#### [Supplied text]

-------

By JOHN HARLOW | Editor-in-Chief
For Kenneth Wright, the Republican Party’s freewheeling candidate who plans to stand a second time against Democratic Congressman Ted Lieu, addressing guests at the Pacific Palisades Republican Party’s summer bash was a critical pit stop in his next election campaign.
Wright said he had to get started for the midterms in November 2018 because he also has to run a medical practice and a clinic for the poor.
He told the Palisadian Republicans, who gathered for their summer party in an elegant hillside home on Sunday, Aug. 28, that Lieu is an “un-American person” whose record should anger anyone from Republican to Communist.
He said he was prompted to stand by two Lieu policies: “his no-money bail [Congress bill], where you can be shot, your child raped, and [the offender] still does not have to put up bail” and curbing vetting of 200,000 Syrian refugees.
(Democrats challenge his interpretation. They say violent criminals still face high bail, but reforms mean the poor would not be trapped in jail on minor offenses. And the 18,000 Syrian refugees received since 2011 have been rigorously vetted.)
Wright was in El Medio to raise funds because, he said, last year he was deeply outspent by the Democrats of District 33.
Wright raised $50,000, of which half came from his own pocket, while Lieu mustered $1.7 million, all but 5 percent from big donors.
“The local Republican Party gave me no money at all because they did not believe anyone could win against Lieu.
“District 33 [which runs from South Bay to Malibu] is 24-percent Republican, which is what Donald Trump got, but I got 34 percent—130,000 votes, which is not bad for someone who is not a politician, who has never run before.”
Wright said that he was the only South Bay candidate who came out early for Trump, who he regards as a political idol. “The rest were hedging their bets, but I have got a job, I have got nothing to lose.”
“So, I met [U.S. Representative] Darrell Issa, I have met him twice now, they are out to get him [in the midterms] but he will be just fine, and when I said I got 34 percent he said, ‘In a presidential election, when everyone turns out, that’s not bad. And in the midterms, it will be razor thin, you can win.
“Last time I said I could not win, and people said don’t say that—what a dope. But this time, you know, I can win!”
He has been overhauling his political machine: “I fired two campaign managers—they were not very smart, they did not work very hard, the millennial volunteers are very weak. What we need is a very sophisticated young campaign manager. Social media—I am working on that.”
The candidate finished with a Hillary Clinton joke: She is standing outside St. Peter’s Gate, seeing good people being turned away, but “despite Benghazi, the emails, the $100 million she got for selling uranium to the Russians, she gets in.
“She is shown into a room where there is Burt Reynolds on a bed looking real sexy. And she says, ‘I got away with it—I have to ask how did I get to heaven?’ And they say, ‘No, this is not your heaven, this is Burt Reynold’s hell.’”
To which many cheered and others, presumably Burt Reynolds fans, responded with an audible “Wow.”

-------

#### [Excerpted records]
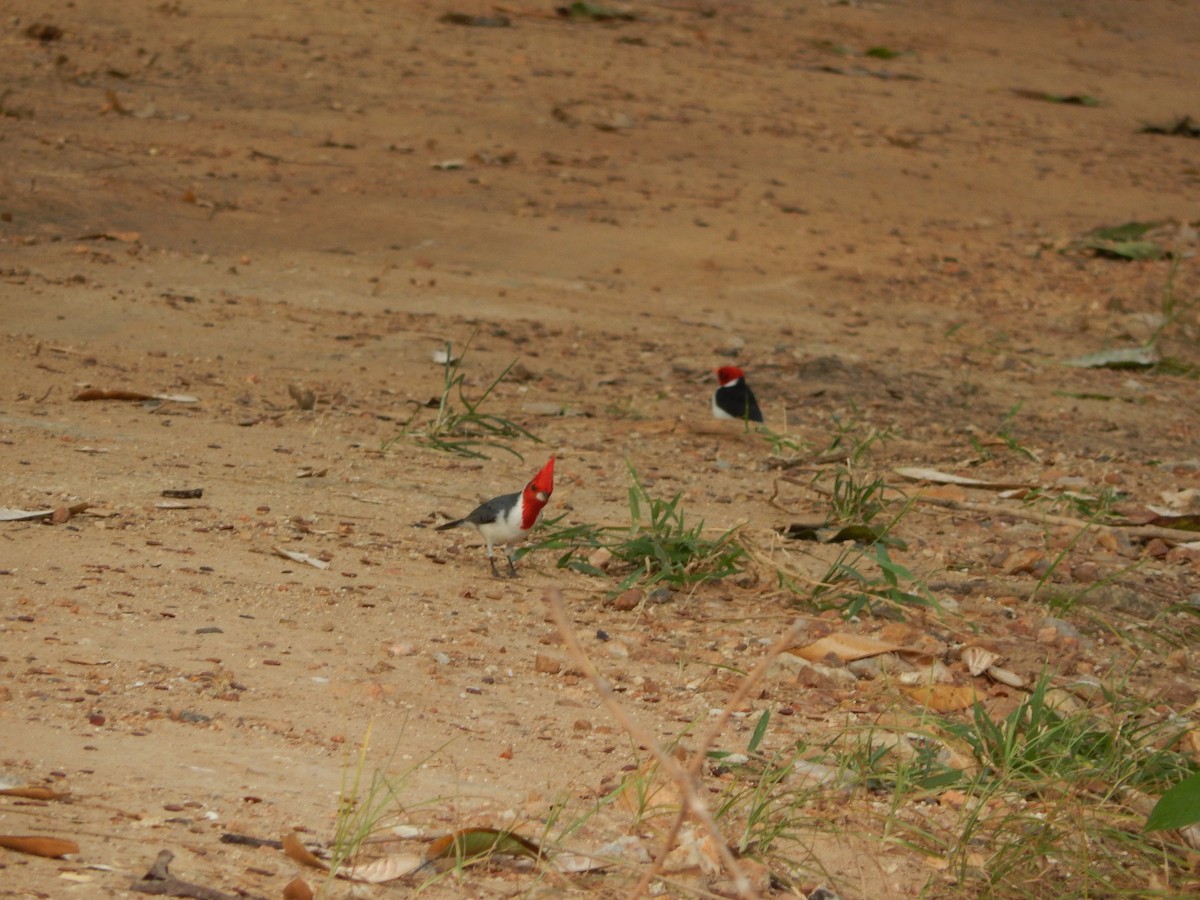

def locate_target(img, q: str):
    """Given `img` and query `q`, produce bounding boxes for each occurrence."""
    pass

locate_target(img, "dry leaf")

-------

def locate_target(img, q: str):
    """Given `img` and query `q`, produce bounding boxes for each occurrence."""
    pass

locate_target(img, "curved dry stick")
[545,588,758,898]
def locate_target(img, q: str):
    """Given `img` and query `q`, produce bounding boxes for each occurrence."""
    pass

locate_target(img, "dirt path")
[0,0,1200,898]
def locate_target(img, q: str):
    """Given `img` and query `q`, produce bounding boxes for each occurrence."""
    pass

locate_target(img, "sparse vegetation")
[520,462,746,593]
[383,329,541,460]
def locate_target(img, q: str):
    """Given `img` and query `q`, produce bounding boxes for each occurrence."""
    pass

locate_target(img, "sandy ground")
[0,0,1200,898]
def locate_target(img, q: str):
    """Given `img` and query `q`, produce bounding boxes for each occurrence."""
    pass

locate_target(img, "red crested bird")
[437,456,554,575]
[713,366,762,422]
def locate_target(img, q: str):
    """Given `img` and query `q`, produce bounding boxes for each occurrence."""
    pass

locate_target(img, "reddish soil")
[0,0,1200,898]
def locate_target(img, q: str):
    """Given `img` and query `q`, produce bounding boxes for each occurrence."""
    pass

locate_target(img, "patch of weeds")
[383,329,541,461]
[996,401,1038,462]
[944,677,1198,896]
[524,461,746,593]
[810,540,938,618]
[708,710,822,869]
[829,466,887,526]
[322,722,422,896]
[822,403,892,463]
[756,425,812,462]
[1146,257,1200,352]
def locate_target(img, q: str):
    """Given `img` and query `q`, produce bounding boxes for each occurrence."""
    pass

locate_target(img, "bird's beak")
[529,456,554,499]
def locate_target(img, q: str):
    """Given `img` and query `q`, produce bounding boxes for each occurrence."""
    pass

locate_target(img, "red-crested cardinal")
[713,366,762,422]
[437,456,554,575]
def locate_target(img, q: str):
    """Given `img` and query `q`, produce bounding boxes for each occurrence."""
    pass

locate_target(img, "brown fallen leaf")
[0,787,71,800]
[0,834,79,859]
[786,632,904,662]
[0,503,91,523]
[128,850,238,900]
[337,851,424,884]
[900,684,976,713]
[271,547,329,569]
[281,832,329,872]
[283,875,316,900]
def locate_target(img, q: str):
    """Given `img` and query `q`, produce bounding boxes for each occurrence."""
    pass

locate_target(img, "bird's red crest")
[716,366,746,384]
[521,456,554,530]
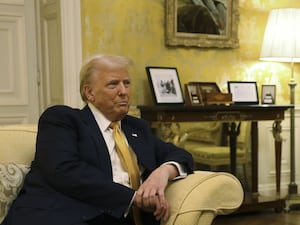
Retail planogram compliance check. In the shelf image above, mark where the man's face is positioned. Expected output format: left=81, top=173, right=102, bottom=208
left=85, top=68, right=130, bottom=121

-------

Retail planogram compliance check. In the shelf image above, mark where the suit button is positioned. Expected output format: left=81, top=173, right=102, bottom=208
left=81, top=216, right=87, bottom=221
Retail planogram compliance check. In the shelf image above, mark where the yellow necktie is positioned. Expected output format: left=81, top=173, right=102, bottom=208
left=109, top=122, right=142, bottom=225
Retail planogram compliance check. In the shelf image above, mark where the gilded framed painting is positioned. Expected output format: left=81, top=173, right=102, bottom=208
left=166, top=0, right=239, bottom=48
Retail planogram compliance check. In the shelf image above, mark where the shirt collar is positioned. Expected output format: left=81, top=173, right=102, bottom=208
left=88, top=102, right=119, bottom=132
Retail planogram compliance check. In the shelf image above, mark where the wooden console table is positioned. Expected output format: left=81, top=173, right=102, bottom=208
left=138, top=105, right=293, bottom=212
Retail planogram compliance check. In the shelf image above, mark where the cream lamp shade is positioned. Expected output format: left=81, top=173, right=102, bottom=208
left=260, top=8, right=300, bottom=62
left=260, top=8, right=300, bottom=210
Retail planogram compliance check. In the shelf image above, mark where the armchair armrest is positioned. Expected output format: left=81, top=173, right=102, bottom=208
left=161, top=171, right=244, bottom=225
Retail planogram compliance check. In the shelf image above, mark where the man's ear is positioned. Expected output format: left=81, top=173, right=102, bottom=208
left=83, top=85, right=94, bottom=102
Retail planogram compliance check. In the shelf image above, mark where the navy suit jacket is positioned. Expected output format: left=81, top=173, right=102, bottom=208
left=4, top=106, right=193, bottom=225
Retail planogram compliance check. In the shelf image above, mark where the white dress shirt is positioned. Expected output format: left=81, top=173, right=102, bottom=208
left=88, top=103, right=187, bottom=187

-------

#### [Your tasks]
#1 Copy from the article on Kenneth Wright's campaign, starting with "Wright said he" and going on through "200,000 Syrian refugees.".
#2 In the article on Kenneth Wright's campaign, translate this sentence into Spanish: "Wright was in El Medio to raise funds because, he said, last year he was deeply outspent by the Democrats of District 33."
#3 List every person the article on Kenneth Wright's campaign names with both a first and a last name.

#### [Answers provided]
#1
Wright said he had to get started for the midterms in November 2018 because he also has to run a medical practice and a clinic for the poor.
He told the Palisadian Republicans, who gathered for their summer party in an elegant hillside home on Sunday, Aug. 28, that Lieu is an “un-American person” whose record should anger anyone from Republican to Communist.
He said he was prompted to stand by two Lieu policies: “his no-money bail [Congress bill], where you can be shot, your child raped, and [the offender] still does not have to put up bail” and curbing vetting of 200,000 Syrian refugees.

#2 Wright estaba en El Medio para recaudar fondos porque, según dijo, el año pasado los demócratas del Distrito 33 gastaron mucho más que él.

#3
John Harlow
Kenneth Wright
Ted Lieu
Donald Trump
Darrell Issa
Hillary Clinton
Burt Reynolds